## Exercise prompt
Reproduce the lines below with every occurrence of "pixel coordinates" swapped for "image coordinates", keeping everything else unchanged and omitting the pictures.

## Information given
┏━━
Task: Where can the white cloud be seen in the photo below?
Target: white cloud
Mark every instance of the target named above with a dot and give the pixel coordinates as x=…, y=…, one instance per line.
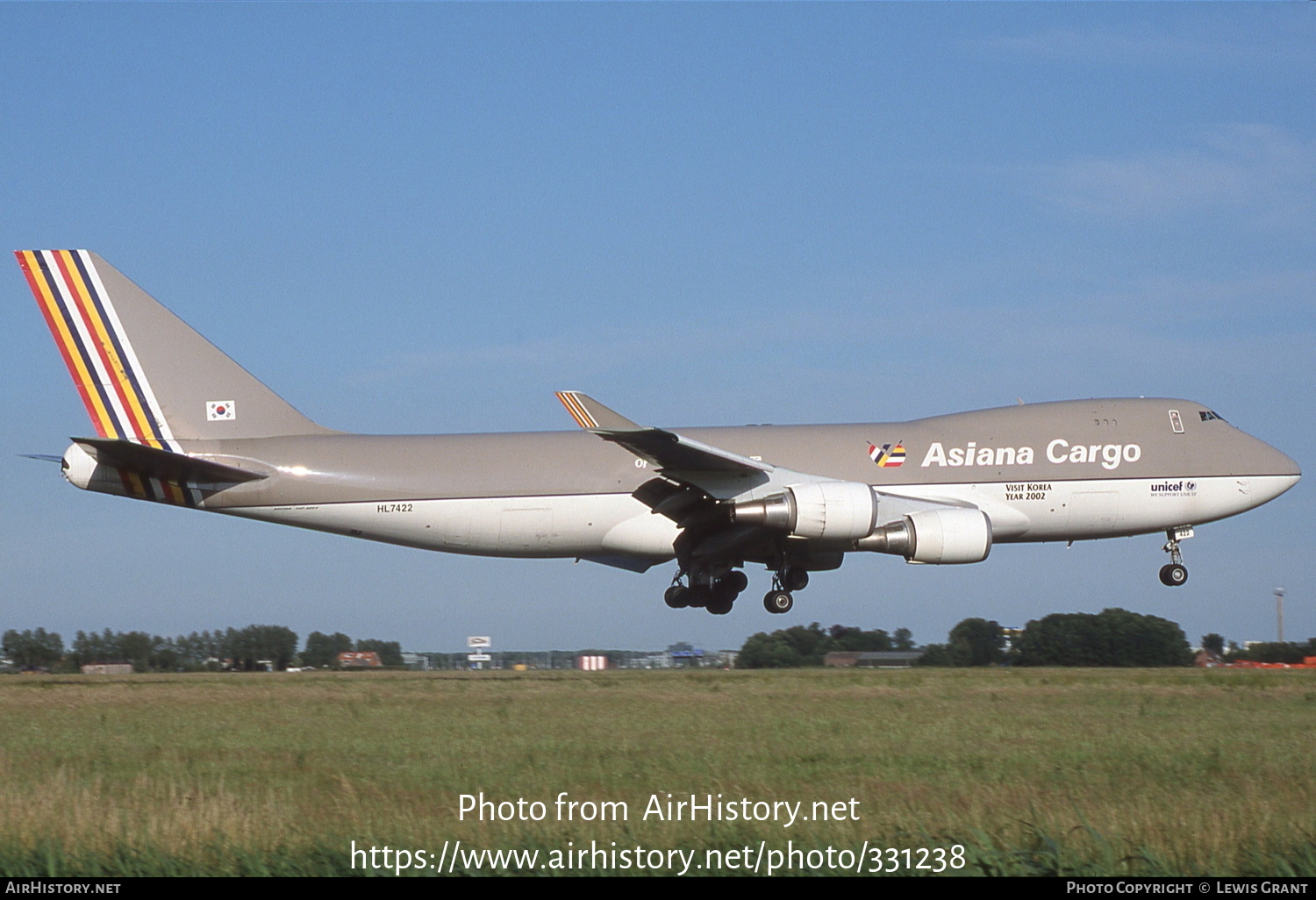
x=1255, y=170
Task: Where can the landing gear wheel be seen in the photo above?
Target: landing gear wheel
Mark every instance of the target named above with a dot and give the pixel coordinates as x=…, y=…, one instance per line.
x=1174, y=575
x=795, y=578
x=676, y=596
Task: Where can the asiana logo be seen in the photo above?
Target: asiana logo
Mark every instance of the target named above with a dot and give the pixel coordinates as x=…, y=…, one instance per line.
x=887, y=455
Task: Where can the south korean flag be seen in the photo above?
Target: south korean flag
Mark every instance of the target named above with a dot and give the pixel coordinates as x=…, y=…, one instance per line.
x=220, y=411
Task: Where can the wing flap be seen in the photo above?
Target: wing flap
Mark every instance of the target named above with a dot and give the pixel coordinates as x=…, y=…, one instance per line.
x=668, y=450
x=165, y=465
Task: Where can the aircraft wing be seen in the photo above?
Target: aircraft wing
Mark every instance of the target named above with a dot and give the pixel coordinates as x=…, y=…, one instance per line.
┗━━
## Solution below
Task: Where can the white cloud be seen in the photo below?
Target: white cloud
Mark every instance of the target named above with a dot and give the image coordinates as x=…, y=…, one instance per line.
x=1255, y=170
Task: Where can the landing gear wheel be seen in the photo above?
Target: landing gear wheel
Mark every instance of the target named above with a dot and give the image coordinates as x=…, y=…, one instance per line.
x=1174, y=575
x=795, y=578
x=676, y=596
Task: Where can the asiana logo be seen in the photo above?
Target: asiana logo
Mark every instance of the target named above with a dot and give the image coordinates as x=…, y=…, one instance per line.
x=887, y=455
Task: Where can the south korean flag be seen in the photo above?
Target: south korean flag
Mark every instance of the target named above with a dot and give the image coordinates as x=…, y=…, one instance per line.
x=220, y=411
Task: Where can the wing flap be seen in the photo above?
Target: wing flap
Mark every instance of the target named above with a dot and give the image coordinates as x=…, y=…, one instance per line.
x=668, y=450
x=165, y=465
Task: Where can the aircraft wing be seen in the photo above?
Target: aircraft wing
Mark every instance of the target named above with a dot and give the image coordinates as x=…, y=…, one instance per line.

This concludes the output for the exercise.